**Selected extract**
□ □ □ □

2019.03.21 CSimchick
NOTES:
2019.03.21 Comments from project demo
* Need to develop a project schedule with deadlines for smaller work
packages, to ensure that I don't spend more time on any given task
than I can afford.
*
*
* Partitioning individual jobs is a data engineering project in itself.
Assume for this project that jobs are only dispatched to a resource
node if they can fit within the available capacity. Partitioning can
be identified as a future enhancement.
Real-time dispatch of process workload across geographically-disperse computing resources to optimize the associated operational costs.
This tool will provide visibility into the time-based availability and per-unit costs of distributed computing resources, and enable real-time decisions for optimal dispatch of work packages (jobs) across these resources.
A hypothetical business processes large datasets using leased computing resources, that can exist in many different geographic locations across the US. The lease agreements provide a time-based rate that is derived from actual operating costs at the individual facilities. Each facility has unique characteristics with respect to available capacity, operational efficiency, and energy costs, each of which can vary over time. Process workload, which will also vary over time, can be dispatched to any of the available resources, subject to the real-time constraints for each resource.

□ □ □ □

Coordinate annotation records

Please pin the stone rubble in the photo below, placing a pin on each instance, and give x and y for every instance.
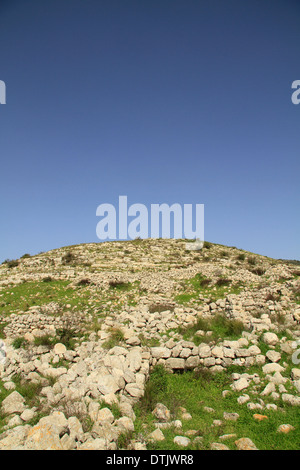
(75, 381)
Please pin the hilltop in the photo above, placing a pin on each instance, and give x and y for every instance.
(98, 339)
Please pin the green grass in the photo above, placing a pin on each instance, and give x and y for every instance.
(200, 285)
(193, 391)
(220, 326)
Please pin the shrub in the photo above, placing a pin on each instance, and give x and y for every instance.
(223, 282)
(161, 307)
(19, 342)
(252, 260)
(207, 245)
(258, 271)
(83, 282)
(11, 263)
(68, 258)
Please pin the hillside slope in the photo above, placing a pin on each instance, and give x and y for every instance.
(83, 327)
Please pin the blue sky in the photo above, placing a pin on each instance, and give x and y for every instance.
(163, 101)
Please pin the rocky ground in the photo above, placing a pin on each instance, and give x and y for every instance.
(82, 327)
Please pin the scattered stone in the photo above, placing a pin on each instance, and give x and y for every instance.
(181, 441)
(285, 428)
(259, 417)
(162, 413)
(245, 443)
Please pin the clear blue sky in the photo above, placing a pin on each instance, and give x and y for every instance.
(163, 101)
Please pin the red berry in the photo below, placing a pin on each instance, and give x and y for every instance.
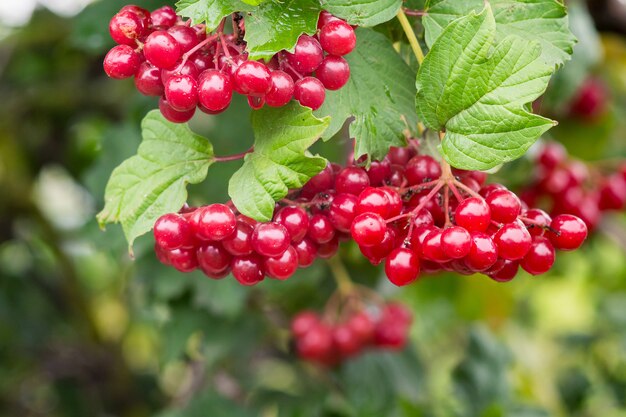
(148, 80)
(309, 92)
(253, 78)
(505, 206)
(402, 266)
(321, 229)
(281, 89)
(568, 232)
(307, 252)
(373, 200)
(270, 239)
(540, 257)
(121, 62)
(162, 50)
(213, 259)
(513, 241)
(333, 72)
(368, 229)
(456, 242)
(171, 231)
(174, 115)
(351, 180)
(337, 38)
(295, 220)
(483, 253)
(181, 92)
(215, 90)
(343, 211)
(183, 260)
(239, 243)
(125, 27)
(307, 56)
(248, 270)
(283, 266)
(214, 222)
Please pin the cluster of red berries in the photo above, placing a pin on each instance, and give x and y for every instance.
(329, 342)
(404, 210)
(188, 68)
(568, 185)
(427, 219)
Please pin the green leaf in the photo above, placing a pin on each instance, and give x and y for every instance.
(363, 12)
(210, 12)
(154, 181)
(544, 21)
(379, 96)
(275, 26)
(477, 91)
(279, 161)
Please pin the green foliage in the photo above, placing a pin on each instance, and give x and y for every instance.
(210, 12)
(378, 100)
(288, 20)
(363, 12)
(544, 21)
(477, 95)
(279, 161)
(154, 181)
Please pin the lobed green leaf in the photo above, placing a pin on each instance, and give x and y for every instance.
(279, 161)
(153, 182)
(477, 93)
(379, 97)
(544, 21)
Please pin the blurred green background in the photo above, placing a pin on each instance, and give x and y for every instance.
(86, 331)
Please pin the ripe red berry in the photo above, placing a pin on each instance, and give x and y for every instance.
(213, 259)
(215, 90)
(214, 222)
(402, 266)
(125, 28)
(171, 231)
(148, 80)
(164, 17)
(307, 252)
(342, 211)
(320, 229)
(174, 115)
(333, 72)
(121, 62)
(505, 206)
(253, 78)
(337, 38)
(368, 229)
(540, 257)
(513, 241)
(295, 220)
(374, 200)
(181, 92)
(283, 266)
(239, 243)
(281, 89)
(185, 36)
(162, 50)
(483, 253)
(270, 239)
(307, 55)
(568, 232)
(352, 180)
(248, 270)
(456, 242)
(309, 92)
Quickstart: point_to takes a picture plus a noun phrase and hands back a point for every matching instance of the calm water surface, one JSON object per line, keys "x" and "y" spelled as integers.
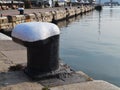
{"x": 92, "y": 44}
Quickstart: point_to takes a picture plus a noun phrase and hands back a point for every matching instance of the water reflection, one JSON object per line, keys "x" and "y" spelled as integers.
{"x": 99, "y": 25}
{"x": 92, "y": 44}
{"x": 111, "y": 12}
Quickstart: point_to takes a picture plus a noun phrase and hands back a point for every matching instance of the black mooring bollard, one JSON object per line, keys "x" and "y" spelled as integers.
{"x": 42, "y": 42}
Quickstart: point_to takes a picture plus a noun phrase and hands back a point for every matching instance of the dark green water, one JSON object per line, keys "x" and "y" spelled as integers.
{"x": 92, "y": 44}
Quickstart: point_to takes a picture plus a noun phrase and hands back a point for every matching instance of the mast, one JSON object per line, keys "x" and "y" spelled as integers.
{"x": 111, "y": 2}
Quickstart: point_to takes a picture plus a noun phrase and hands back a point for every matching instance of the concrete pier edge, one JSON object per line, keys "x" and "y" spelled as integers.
{"x": 12, "y": 54}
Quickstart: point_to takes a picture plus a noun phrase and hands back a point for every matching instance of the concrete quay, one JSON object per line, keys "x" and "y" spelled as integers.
{"x": 10, "y": 18}
{"x": 12, "y": 54}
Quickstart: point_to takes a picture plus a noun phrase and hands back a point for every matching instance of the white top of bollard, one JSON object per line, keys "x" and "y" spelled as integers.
{"x": 34, "y": 31}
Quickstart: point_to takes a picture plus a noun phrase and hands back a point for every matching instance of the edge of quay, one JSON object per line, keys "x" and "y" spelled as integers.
{"x": 12, "y": 54}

□ □ □ □

**Task A**
Answer the following questions about the project notes on workload dispatch:
(i) Under the assumption stated for this project, what must a job fit within before it is dispatched to a resource node?
(ii) From what is the time-based rate in the lease agreements derived?
(iii) With respect to which three characteristics does each facility differ?
**Task B**
From the project notes on workload dispatch, write out the passage starting with "2019.03.21 CSimchick" and going on through "I can afford.".
**Task C**
Continue the project notes on workload dispatch from their final sentence onward.

**Final result A**
(i) The available capacity of the resource node.
(ii) Actual operating costs at the individual facilities.
(iii) Available capacity, operational efficiency, and energy costs.

**Final result B**
2019.03.21 CSimchick
NOTES:
2019.03.21 Comments from project demo
* Need to develop a project schedule with deadlines for smaller work
packages, to ensure that I don't spend more time on any given task
than I can afford.

**Final result C**
For this demonstration project, we will assume a central control center in Seattle, WA, with leased server farms available in three distinct regions:
- Pacific Northwest - Primary energy generation is via hydroelectric power; relatively inexpensive and climate-friendly
- Texas - Fossil fuel generators provide most of the source energy; relatively inexpensive, but signifcant air pollution
- Northeast - Significant hydroelectric generation exists, but high-density urban population places significant demand on energy sources
The scope of the present project will consider only the economic value associated with operational energy costs, and will not attempt to optimize based on other business value beyond ensuring the reliability and consistency of the data.
The fundamental premise for this project is the ability to handle the latency and consistency of real-time data from geographically disperse sources, and thus the selection of data sources relies on sources that can push the limits of these concerns.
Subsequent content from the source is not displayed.